うちのレコード棚で一番好きなコーナーはフリージャズの棚。この生々しさがたまらない!ところが、手持ちのCD/レコードを減らすために、売ろうかどうしようか悩んでいるものばかり先に聴いていると、好きなコーナーほどなかなか聴かないという悪循環に(^^;)。輪をかけて、フリージャズを聴いていると奥さんが「これはデタラメじゃないの?」と毛嫌いするもので、ひとりの時じゃないとフリージャズや現代音楽を聴けないというのも痛いです。。
そんな中、持ってたけどあまり聴いた記憶のなかったLPがこれ。70年代フリージャズの主役のひとり、アンソニー・ブラクストンの有名なレコードのひとつです。レーベルはBYG Actuel、フリージャズの有名なレーベルのひとつです。このレコードは1969年の録音。どれどれ…いや~、なんと形容したらよいのやら、えらくチープに感じる所もあれば、素晴らしいと感じる所もあり。なるほど、若い頃の僕には評価不能の音楽だったのかも(^^;)。でも、その分からなさ加減も魅力のひとつかも知れません。哲学書で、読み終わったものの訳が分からなくて、でも「なんかすごい本だった気がする」みたいなものって、ないですか?それと似た感じだったのかも(^^)。さて、ブラクストンはキャリアを積むごとに凄いプレイヤー&つまらない作曲家になっていきましたが、若い頃はいい意味でかなり怪しいムード。このアルバムはデビュー作の『
3 composition of NEW JAZZ』と匂いが似てます。メンバーは、ブラクストン(sax, clarinet, flute, accordion)、レオ・スミス(tpなど金管)、ルロイ・ジェンキンス(violin などの弦、harmonicaなどなど)、スティーヴ・マッコール(percussionなどなど)のカルテット。シカゴ周辺のロフト・ジャズと言われたシーンでよく名前を見た人たち、という感じかな?

- _課題_
a) 引用文の内容を二文でまとめてください。
b) 引用文によると、紹介されているブラクストンのレコードは何年に録音されたものですか。
エントリは引用文とは別の出典から取ったものです。

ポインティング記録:

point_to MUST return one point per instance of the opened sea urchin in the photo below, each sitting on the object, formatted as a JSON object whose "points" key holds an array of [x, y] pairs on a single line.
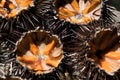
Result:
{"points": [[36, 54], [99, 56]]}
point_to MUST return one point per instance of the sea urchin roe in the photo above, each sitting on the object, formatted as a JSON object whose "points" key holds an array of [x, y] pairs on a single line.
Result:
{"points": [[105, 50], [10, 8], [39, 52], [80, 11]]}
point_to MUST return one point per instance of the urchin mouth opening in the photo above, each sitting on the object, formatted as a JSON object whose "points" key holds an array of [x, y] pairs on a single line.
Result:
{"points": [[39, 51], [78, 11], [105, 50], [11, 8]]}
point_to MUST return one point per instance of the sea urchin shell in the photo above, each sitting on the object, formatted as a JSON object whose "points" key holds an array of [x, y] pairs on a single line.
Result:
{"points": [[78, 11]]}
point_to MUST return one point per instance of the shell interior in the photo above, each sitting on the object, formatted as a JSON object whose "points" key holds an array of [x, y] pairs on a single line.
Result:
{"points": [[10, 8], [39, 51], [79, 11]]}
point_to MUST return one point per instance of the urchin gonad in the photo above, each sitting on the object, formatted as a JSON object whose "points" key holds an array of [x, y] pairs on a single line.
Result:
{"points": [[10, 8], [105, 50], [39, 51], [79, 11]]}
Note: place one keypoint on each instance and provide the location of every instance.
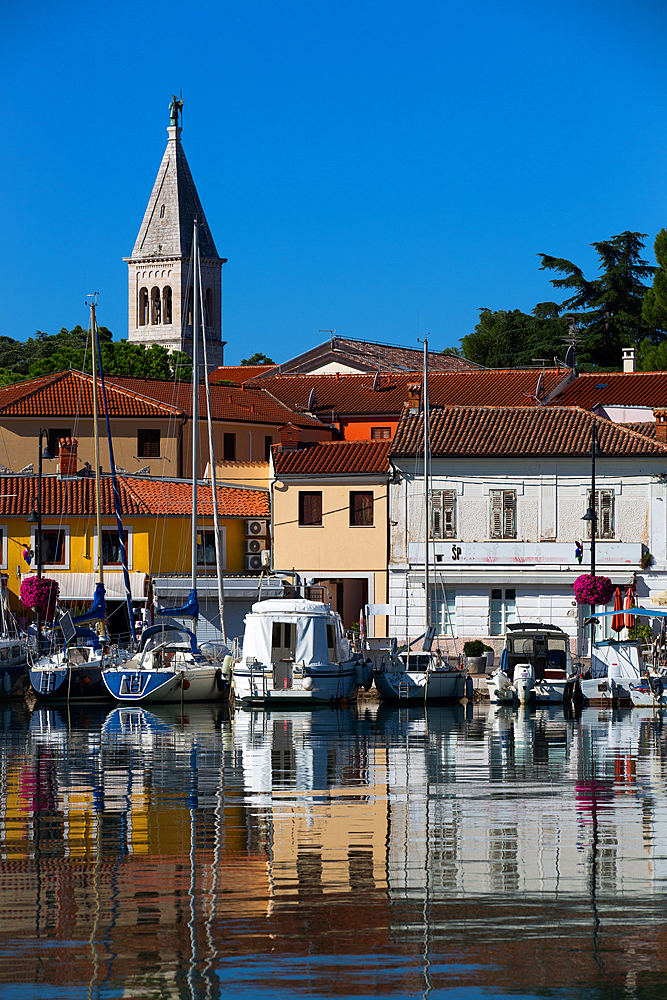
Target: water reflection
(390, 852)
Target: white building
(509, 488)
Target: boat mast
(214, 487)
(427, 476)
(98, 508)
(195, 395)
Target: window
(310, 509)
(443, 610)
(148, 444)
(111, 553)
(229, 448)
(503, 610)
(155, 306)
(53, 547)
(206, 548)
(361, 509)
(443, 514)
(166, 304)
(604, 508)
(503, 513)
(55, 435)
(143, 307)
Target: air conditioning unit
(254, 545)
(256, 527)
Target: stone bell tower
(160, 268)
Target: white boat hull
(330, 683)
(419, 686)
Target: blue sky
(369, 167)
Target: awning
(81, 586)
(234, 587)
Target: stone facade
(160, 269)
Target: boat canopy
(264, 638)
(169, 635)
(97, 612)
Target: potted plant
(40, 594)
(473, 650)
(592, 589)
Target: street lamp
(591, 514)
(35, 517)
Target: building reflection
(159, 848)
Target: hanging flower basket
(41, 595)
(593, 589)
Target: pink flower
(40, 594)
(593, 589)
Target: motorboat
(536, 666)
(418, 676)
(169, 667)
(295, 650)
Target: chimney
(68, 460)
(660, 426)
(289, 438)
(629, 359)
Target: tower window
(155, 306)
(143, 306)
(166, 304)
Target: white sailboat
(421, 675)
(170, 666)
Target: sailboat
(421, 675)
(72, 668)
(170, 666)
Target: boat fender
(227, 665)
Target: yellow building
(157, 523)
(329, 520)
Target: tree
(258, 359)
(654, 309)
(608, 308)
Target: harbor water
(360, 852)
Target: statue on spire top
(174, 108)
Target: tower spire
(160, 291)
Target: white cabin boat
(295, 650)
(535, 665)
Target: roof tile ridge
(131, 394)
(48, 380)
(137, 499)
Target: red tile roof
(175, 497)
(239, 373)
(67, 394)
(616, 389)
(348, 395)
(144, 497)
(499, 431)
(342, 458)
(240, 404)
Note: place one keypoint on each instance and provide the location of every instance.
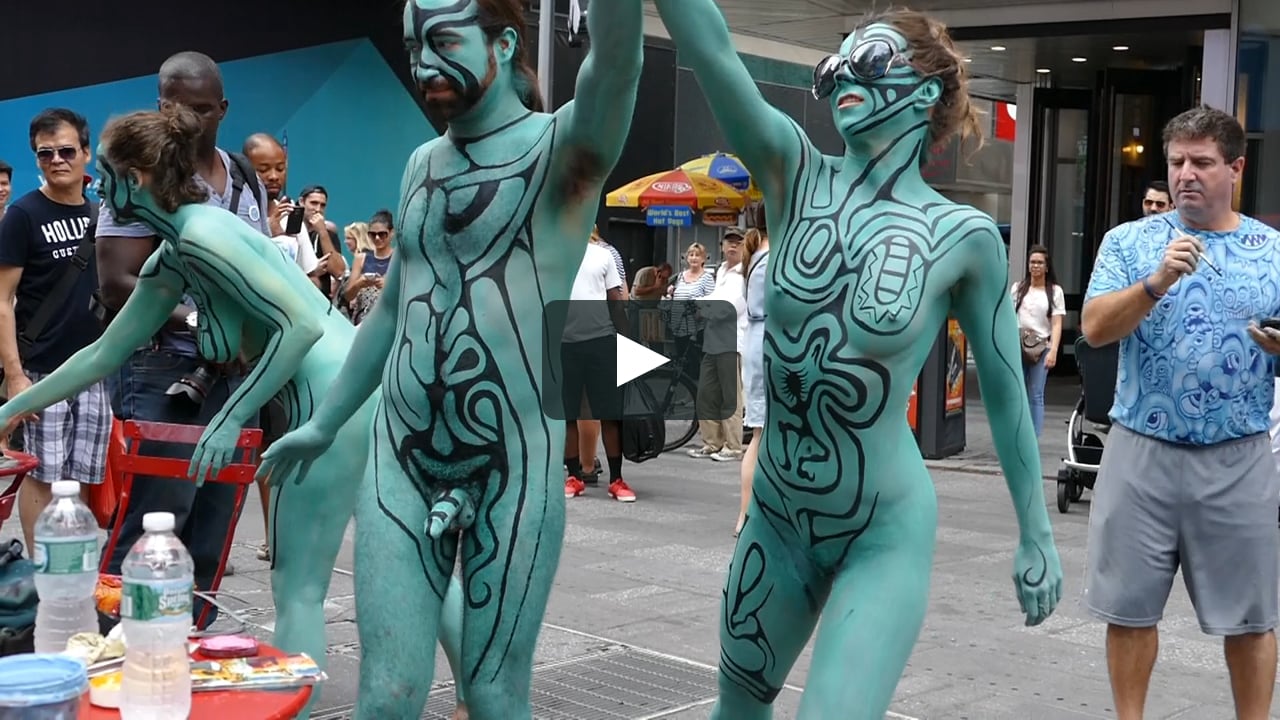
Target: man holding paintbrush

- _記述回答_
a) 筆者はフリージャズの棚が好きだが、売るか迷うものを先に聴くので好きな棚ほど聴かず、奥さんにも嫌がられてひとりの時しか聴けない。そんな中で聴いたアンソニー・ブラクストンの1969年録音のBYG Actuel盤は、チープに感じる所も素晴らしいと感じる所もあり、ブラクストン、レオ・スミス、ルロイ・ジェンキンス、スティーヴ・マッコールのカルテットによるものだった。

b) 1969年です。